Далее Н. Иванова показывает, условно говоря, степени такой сопротивляемости писателя. Во-первых, это Борис Пастернак, которому был свойствен «самообман», компромисс, но не как конформизм, а «дипломатия, ведущая к консенсусу». В отличие от А. Ахматовой, для которой была характерна «особая трезвость взгляда». Б. Пастернак самая интересная для Н. Ивановой фигура именно с точки зрения сложности взаимоотношений с властью, когда поэт испытал иллюзию очарования Сталиным как чего-то «сопоставимого с космосом, со стихиями». Таковым он предстаёт в «Докторе Живаго» под именем Евграфа, брата героя. В этом смысле удобно сопоставить Б. Пастернака с М. Булгаковым — новатора в поэтике и «консерватора»-архаиста. Их сближает «точность тайн» христианства: Б. Пастернак в части 17-й романа и в стихах Юрия Живаго, М. Булгаков — в романе о Христе, включённом в роман о Мастере. Юрий Живаго в конце жизни получает явные черты юродивого. Сопоставление Б. Пастернака с Осипом Мандельштамом Н. Иванова основывает на «квартирном вопросе»: О. Мандельштам был обречён на безбытность, скитания, Б. Пастернак придавал большое значение «почве» — «дому, саду, огороду», хотя к вещам, предметам быта был равнодушен. Варлам Шаламов (в главе «Шаламов и Пастернак») говорит и пишет Пастернаку о ГУЛАГе и правде войны, но каждый остаётся при своей правде. Прежде всего художественной, как он её понимает, и правде художества как документа — Шаламов, у которого «невероятное сжатие, сгущение своего трагического опыта как опыта всей страны, и одновременно детализации, страшная, почти галлюцинаторно ясная конкретика, которая Пастернака, слава Богу, миновала».

Что сделать>
[a] Под каким именем, согласно отрывку о Пастернаке и его современниках, Сталин предстаёт в «Докторе Живаго»?
[b] Продолжите отрывок о Пастернаке и его современниках, начав сразу после его последнего предложения.

Исходный материал>

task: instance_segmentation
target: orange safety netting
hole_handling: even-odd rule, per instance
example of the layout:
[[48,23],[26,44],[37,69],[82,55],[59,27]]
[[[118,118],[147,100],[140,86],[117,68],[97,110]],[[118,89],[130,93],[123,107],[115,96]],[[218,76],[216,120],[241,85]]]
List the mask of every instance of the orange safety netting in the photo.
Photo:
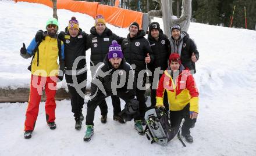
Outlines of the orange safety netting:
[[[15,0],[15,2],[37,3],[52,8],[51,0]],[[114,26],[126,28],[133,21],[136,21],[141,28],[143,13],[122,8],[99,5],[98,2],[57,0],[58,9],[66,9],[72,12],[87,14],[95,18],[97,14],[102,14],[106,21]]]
---
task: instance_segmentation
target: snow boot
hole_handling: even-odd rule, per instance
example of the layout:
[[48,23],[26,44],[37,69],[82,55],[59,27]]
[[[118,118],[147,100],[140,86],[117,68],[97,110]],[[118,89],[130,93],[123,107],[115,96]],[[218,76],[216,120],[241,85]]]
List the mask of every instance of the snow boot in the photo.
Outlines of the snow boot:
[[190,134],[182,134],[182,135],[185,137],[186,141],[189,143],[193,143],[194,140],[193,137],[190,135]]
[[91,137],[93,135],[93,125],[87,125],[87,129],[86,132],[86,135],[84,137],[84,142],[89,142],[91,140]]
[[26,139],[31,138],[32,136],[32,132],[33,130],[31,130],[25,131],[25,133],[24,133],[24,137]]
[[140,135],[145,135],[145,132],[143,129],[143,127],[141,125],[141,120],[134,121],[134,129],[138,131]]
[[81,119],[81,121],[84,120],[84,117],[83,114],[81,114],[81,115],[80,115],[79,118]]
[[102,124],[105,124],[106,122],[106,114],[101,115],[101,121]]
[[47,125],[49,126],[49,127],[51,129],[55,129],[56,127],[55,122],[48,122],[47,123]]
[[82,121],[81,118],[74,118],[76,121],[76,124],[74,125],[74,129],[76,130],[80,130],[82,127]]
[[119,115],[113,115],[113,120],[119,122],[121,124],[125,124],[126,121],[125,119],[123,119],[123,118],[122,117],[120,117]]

Ответы по порядку>
[a] Под именем Евграфа, брата героя.

[b]
Как для Н. Ивановой Б. Пастернак — идеал писательско-диссидентской сопротивляемости, так В. Шаламов почти антипод. Он уж точно понравился бы коммунарам-«топоровцам» больше. Ибо первый — это одно большое «Я», «небожитель», неслучайно назвавший своё главное произведение единолично: «Доктор Живаго». А второй, Шаламов, это «Мы» — лагерное, коллективное, вопреки тому, что ГУЛАГовский, колымский опыт был для него «отрицательной школой». Ведь его «Колымские рассказы» — это коллективный портрет лагерного социума, его обратная, по отношению к «Ивану Денисовичу» А. Солженицына, сторона. Он всё-таки понял, что в лагере сидят не преступники, а «люди, которые были рядом с тобой (и завтра будут), которые пойманы за чертой, а не те, что преступили черту закона», пишет уже не Н. Иванова, а сам писатель. И потому, читая Шаламова, мы держим в уме Солженицына, Е. Гинзбург и даже А. Подрабинека, не говоря уже о З. Прилепине и его «Обители». Коммуна «Майское утро» А. Топорова, будучи не лагерем, тем не менее схожа с ним «хоровым» началом. Но уже не в критике, а в отношении к власти, жизни, личности. Лагеря ведь изначально так и были задуманы на Соловках — коммунами, со своими газетами, театрами, оркестрами и т. д. Здесь человек ещё не боится (не стесняется или презирает) быть частью социума, в котором ей легче самоидентифицироваться, чем наедине с собой, что чревато диссидентством.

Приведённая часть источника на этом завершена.